▶ [PROMPT] Rewrite the material below with every instance of "top-left corner" changed to "upper-left corner". Keep all other text identical.

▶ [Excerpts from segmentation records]
----------
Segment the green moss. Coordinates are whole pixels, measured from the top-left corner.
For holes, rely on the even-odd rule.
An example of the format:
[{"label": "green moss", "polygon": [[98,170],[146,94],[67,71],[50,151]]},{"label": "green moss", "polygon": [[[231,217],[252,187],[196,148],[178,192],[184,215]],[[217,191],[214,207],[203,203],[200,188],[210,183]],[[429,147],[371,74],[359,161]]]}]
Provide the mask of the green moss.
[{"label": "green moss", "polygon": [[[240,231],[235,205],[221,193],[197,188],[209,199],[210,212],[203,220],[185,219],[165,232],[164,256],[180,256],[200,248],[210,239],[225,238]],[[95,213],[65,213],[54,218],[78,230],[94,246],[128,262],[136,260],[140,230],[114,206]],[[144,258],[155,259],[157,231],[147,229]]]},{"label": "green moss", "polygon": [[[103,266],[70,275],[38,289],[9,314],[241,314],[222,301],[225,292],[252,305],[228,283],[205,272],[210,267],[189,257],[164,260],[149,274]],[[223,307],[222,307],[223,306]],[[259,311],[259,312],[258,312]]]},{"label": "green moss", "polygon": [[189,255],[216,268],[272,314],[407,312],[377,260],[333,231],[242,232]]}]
----------
▶ [TASK SOLUTION]
Segment the green moss. Coordinates are whole pixels, measured from the upper-left corner.
For holes, rely on the even-odd rule.
An example of the format:
[{"label": "green moss", "polygon": [[98,170],[146,94],[67,71],[50,151]]},{"label": "green moss", "polygon": [[[231,217],[252,187],[196,148],[178,192],[184,215]],[[217,191],[214,207],[203,203],[200,188],[210,183]],[[429,147],[371,74],[359,161]]]}]
Provide the mask of the green moss.
[{"label": "green moss", "polygon": [[[240,231],[235,205],[221,193],[197,188],[209,199],[210,212],[203,220],[185,219],[165,232],[164,256],[180,256],[200,248],[210,239],[225,238]],[[95,213],[65,213],[54,218],[78,230],[94,246],[128,262],[136,260],[140,230],[114,206]],[[144,258],[155,259],[157,231],[147,229]]]},{"label": "green moss", "polygon": [[[103,266],[70,275],[38,289],[9,314],[241,314],[222,301],[225,292],[252,305],[228,283],[205,272],[210,267],[189,257],[164,260],[149,274]],[[223,307],[222,307],[223,306]],[[259,311],[259,312],[258,312]]]},{"label": "green moss", "polygon": [[189,255],[216,268],[272,314],[407,312],[377,260],[333,231],[242,232]]}]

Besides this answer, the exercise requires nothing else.